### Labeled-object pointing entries

┄┄┄┄┄┄┄┄┄┄

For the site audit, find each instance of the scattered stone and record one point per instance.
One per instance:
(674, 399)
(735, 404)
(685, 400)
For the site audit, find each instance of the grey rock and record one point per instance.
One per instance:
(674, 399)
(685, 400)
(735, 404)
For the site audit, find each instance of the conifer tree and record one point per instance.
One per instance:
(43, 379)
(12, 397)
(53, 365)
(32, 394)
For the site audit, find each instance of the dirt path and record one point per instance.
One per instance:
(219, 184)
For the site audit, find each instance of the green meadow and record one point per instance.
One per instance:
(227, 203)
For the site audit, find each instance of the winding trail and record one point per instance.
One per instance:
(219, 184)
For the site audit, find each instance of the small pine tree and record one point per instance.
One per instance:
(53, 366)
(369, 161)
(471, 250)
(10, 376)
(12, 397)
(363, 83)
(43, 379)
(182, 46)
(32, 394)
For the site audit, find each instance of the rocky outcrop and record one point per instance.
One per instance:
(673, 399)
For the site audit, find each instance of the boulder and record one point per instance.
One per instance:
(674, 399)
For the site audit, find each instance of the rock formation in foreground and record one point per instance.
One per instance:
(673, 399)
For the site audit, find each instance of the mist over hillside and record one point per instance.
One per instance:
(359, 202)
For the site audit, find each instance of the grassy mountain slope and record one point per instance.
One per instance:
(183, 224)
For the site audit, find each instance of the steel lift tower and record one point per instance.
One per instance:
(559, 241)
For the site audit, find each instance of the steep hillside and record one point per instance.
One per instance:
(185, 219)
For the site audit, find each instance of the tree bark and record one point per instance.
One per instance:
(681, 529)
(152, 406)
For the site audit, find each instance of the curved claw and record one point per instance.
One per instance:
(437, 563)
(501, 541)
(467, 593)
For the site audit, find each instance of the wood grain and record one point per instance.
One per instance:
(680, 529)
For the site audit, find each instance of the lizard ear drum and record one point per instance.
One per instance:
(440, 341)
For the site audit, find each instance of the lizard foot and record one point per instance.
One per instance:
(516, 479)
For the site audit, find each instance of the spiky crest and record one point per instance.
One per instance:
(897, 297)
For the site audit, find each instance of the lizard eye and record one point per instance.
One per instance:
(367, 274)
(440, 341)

┄┄┄┄┄┄┄┄┄┄

### Exercise
Reproduce the data in its entirety, matching each character.

### Exercise result
For the site audit, find each instance of the scattered stone and record one point per instance.
One per instance:
(674, 399)
(735, 404)
(685, 400)
For the site audit, find each instance of the grey rock and record one point per instance.
One per instance:
(674, 399)
(685, 400)
(735, 404)
For the site audit, find each instance of the conifer tree and record one point per instance.
One per instance:
(43, 379)
(12, 397)
(53, 365)
(32, 394)
For the site audit, find each instance of the dirt path and record one point per instance.
One per instance:
(219, 184)
For the site audit, find each instance of the green meadow and record one point per instance.
One per instance:
(227, 203)
For the site audit, find each instance of the winding trail and record one point per instance.
One per instance:
(219, 184)
For the site audit, find each instance of the small pine tree and record one point per instance.
One per instance:
(53, 366)
(369, 161)
(471, 250)
(10, 376)
(12, 397)
(363, 83)
(43, 379)
(182, 46)
(32, 394)
For the site audit, find each instance of the rocky outcrop and record one point per instance.
One per instance:
(673, 399)
For the site audit, find each instance of the boulder and record one point per instance.
One per instance:
(674, 399)
For the site audit, find each instance of the rock formation in foreground and record one point per instance.
One per instance:
(673, 399)
For the site audit, find each instance of the mist over hillside and record one point per instance.
One per instance:
(359, 202)
For the site audit, find each instance of the grassy mountain slope and record one point per instance.
One per instance:
(183, 224)
For the site audit, find each instance of the steel lift tower and record one point per instance.
One per instance:
(559, 241)
For the site audit, find each instance of the steep hillside and record one point per instance.
One per instance:
(185, 219)
For the site audit, find each instance of the tree bark and record one point per instance.
One per instance:
(681, 529)
(152, 406)
For the site audit, find each instance of the curved claw and record one point per instance.
One per instance:
(437, 563)
(501, 541)
(467, 593)
For the site audit, find each instance of the wood grain and record one point per instance.
One per instance:
(680, 529)
For the site audit, find each instance of the lizard ear drum and record one point per instance.
One per instance:
(440, 341)
For the site audit, find each instance of the lizard foot and record one point per instance.
One per instance:
(516, 479)
For the site audit, find each instance of the spiky crest and record one point per instance.
One per instance:
(897, 297)
For the site audit, find each instance of the lizard eye and record one point per instance.
One per instance:
(367, 274)
(440, 341)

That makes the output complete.